* **Given request**
Render each line of the records below as a Markdown table with the columns Row and Line. Number the rows and leave out blank lines.

* **Supplied records**
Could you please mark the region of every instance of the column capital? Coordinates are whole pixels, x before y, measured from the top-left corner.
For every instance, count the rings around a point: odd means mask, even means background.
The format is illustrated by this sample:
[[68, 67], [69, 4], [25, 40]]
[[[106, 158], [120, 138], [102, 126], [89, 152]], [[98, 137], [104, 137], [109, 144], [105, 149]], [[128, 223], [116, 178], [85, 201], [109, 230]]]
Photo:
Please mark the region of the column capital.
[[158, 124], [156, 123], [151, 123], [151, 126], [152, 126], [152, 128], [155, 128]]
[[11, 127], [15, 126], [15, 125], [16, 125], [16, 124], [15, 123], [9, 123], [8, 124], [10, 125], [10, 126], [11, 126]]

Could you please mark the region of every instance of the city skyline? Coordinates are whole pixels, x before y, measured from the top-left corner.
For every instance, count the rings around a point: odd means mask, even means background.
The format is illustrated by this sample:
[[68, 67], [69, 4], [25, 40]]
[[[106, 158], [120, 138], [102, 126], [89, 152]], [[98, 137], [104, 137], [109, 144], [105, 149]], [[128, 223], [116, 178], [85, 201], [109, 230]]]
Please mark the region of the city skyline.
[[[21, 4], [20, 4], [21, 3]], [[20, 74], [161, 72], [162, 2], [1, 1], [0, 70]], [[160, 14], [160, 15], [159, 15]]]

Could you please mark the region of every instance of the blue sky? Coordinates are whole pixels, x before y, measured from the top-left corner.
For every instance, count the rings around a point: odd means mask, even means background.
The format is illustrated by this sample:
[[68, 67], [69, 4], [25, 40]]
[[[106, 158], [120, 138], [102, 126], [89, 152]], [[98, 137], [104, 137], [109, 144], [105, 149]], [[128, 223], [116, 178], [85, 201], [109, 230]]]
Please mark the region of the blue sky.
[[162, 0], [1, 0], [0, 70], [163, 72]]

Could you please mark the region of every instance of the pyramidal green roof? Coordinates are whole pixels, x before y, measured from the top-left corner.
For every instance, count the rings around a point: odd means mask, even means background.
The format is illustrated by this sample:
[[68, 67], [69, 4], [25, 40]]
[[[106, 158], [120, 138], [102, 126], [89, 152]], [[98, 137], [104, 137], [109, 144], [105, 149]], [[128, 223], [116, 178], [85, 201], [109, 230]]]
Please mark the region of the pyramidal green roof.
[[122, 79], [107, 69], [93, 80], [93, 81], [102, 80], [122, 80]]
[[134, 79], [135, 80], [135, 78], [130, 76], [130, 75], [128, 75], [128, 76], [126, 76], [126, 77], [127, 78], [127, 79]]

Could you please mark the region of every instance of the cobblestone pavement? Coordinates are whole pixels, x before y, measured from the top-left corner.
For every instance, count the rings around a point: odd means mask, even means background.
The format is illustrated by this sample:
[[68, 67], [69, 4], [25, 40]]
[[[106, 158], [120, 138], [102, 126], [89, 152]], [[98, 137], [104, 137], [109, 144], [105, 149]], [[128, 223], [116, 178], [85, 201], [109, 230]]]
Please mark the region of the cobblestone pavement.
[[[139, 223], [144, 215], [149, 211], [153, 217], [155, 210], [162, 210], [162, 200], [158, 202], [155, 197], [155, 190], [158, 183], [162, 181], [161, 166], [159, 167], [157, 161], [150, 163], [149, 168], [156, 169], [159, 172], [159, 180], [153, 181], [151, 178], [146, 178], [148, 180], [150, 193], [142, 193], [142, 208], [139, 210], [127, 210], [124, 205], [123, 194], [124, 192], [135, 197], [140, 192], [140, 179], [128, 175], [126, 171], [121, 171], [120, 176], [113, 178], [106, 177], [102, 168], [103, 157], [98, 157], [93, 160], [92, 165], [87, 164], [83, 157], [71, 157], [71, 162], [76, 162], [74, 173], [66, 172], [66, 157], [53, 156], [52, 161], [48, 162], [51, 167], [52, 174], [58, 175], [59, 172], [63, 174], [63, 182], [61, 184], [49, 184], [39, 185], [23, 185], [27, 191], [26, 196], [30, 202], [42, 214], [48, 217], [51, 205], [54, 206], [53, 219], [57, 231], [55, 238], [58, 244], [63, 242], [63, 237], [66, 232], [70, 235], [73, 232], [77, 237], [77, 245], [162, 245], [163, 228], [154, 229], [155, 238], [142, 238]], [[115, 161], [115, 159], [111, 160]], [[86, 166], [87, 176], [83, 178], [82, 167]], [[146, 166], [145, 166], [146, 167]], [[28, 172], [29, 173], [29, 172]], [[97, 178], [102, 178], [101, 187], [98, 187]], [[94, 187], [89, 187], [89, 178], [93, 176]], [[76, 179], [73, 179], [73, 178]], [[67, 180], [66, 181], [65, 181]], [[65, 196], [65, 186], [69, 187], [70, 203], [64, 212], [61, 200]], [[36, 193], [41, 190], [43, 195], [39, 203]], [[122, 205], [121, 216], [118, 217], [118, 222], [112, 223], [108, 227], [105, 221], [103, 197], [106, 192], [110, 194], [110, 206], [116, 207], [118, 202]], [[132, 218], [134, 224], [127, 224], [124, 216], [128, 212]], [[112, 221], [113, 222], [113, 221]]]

* **The completed task**
| Row | Line |
|---|---|
| 1 | Could you please mark the region of every instance of the column capital? Coordinates are whole pixels, x before y, measured from the top-left corner. |
| 2 | For every instance, count the rings around a point: odd means mask, even means background. |
| 3 | The format is illustrated by this sample: |
| 4 | [[68, 67], [69, 4], [25, 40]] |
| 5 | [[[106, 158], [120, 138], [102, 126], [89, 152]], [[98, 137], [104, 137], [109, 144], [105, 149]], [[128, 223], [116, 178], [85, 201], [109, 230]]] |
| 6 | Photo: |
| 7 | Please mark the region of the column capital. |
| 8 | [[158, 124], [156, 123], [151, 123], [151, 126], [152, 126], [152, 128], [155, 128]] |
| 9 | [[11, 127], [15, 126], [15, 125], [16, 125], [16, 124], [15, 123], [9, 123], [8, 124], [10, 125], [10, 126], [11, 126]] |
| 10 | Could you please mark the region of every instance of the city skyline? Coordinates are whole pixels, x before y, measured from the top-left corner. |
| 11 | For every instance, count the rings around a point: odd means mask, even means background. |
| 12 | The format is illustrated by this sample: |
| 13 | [[68, 67], [69, 4], [25, 40]] |
| 14 | [[[106, 158], [120, 138], [102, 126], [89, 152]], [[98, 137], [104, 137], [109, 144], [105, 149]], [[128, 223], [116, 178], [85, 201], [109, 230]]] |
| 15 | Please mark the region of the city skyline. |
| 16 | [[[21, 4], [20, 4], [21, 3]], [[20, 74], [161, 72], [162, 2], [1, 1], [0, 70]], [[160, 14], [160, 15], [159, 15]]] |
| 17 | Could you please mark the region of every instance of the blue sky? Coordinates are whole pixels, x before y, measured from the top-left corner. |
| 18 | For every instance, count the rings around a point: odd means mask, even means background. |
| 19 | The format is illustrated by this sample: |
| 20 | [[68, 67], [69, 4], [25, 40]] |
| 21 | [[[106, 158], [120, 138], [102, 126], [89, 152]], [[98, 137], [104, 137], [109, 144], [105, 149]], [[128, 223], [116, 178], [85, 201], [109, 230]]] |
| 22 | Please mark the region of the blue sky. |
| 23 | [[162, 0], [1, 0], [0, 70], [163, 72]] |
| 24 | Could you please mark the region of every instance of the pyramidal green roof? Coordinates are whole pixels, x before y, measured from the top-left corner. |
| 25 | For every instance, count the rings around a point: odd means mask, even means background. |
| 26 | The format is illustrated by this sample: |
| 27 | [[68, 67], [69, 4], [25, 40]] |
| 28 | [[[106, 158], [120, 138], [102, 126], [89, 152]], [[98, 137], [104, 137], [109, 144], [105, 149]], [[128, 223], [116, 178], [85, 201], [109, 230]]] |
| 29 | Please mark the region of the pyramidal green roof. |
| 30 | [[122, 79], [107, 69], [93, 80], [93, 81], [102, 80], [122, 80]] |
| 31 | [[134, 79], [135, 80], [135, 78], [130, 76], [130, 75], [128, 75], [128, 76], [126, 76], [126, 77], [127, 78], [127, 79]] |
| 32 | Could you please mark the region of every instance of the cobblestone pavement? Coordinates are whole pixels, x before y, measured from the top-left corner. |
| 33 | For every instance, count the rings around a point: odd means mask, even means background. |
| 34 | The format is illustrated by this sample: |
| 35 | [[68, 67], [69, 4], [25, 40]] |
| 36 | [[[106, 158], [120, 138], [102, 126], [89, 152]], [[98, 137], [104, 137], [109, 144], [105, 149]], [[128, 223], [116, 178], [85, 201], [109, 230]]] |
| 37 | Please mark the region of the cobblestone pavement. |
| 38 | [[[139, 223], [144, 215], [149, 211], [153, 217], [155, 210], [162, 210], [162, 200], [158, 202], [155, 197], [155, 190], [158, 183], [162, 181], [161, 166], [159, 167], [157, 161], [150, 163], [149, 168], [156, 169], [159, 172], [159, 180], [153, 181], [151, 178], [146, 178], [148, 180], [150, 193], [142, 193], [142, 208], [139, 210], [127, 210], [124, 205], [123, 194], [124, 192], [135, 197], [140, 192], [140, 179], [128, 175], [126, 171], [121, 171], [120, 176], [113, 178], [106, 177], [102, 168], [103, 157], [98, 157], [93, 160], [92, 165], [87, 164], [83, 157], [71, 157], [71, 162], [76, 162], [74, 173], [66, 172], [66, 157], [53, 156], [52, 161], [48, 162], [51, 167], [52, 174], [58, 175], [59, 172], [63, 174], [63, 182], [61, 184], [49, 184], [39, 185], [23, 185], [27, 191], [26, 196], [30, 202], [42, 214], [48, 217], [51, 205], [54, 206], [53, 219], [57, 231], [55, 238], [58, 244], [63, 242], [63, 237], [66, 232], [70, 235], [73, 232], [77, 237], [77, 245], [162, 245], [163, 228], [154, 229], [155, 238], [142, 238]], [[115, 161], [115, 159], [111, 160]], [[86, 166], [87, 176], [83, 178], [82, 167]], [[146, 166], [145, 166], [146, 167]], [[28, 172], [29, 173], [29, 172]], [[97, 178], [102, 178], [101, 187], [98, 187]], [[94, 187], [89, 187], [89, 178], [93, 176]], [[76, 179], [73, 179], [73, 178]], [[67, 180], [66, 181], [65, 181]], [[65, 196], [65, 186], [69, 187], [70, 203], [64, 212], [61, 200]], [[36, 193], [41, 190], [43, 195], [39, 203]], [[122, 205], [121, 216], [118, 217], [118, 222], [112, 223], [108, 227], [105, 221], [103, 197], [106, 192], [110, 194], [110, 206], [116, 207], [118, 202]], [[132, 218], [134, 224], [127, 224], [124, 216], [128, 212]], [[112, 221], [113, 222], [113, 221]]] |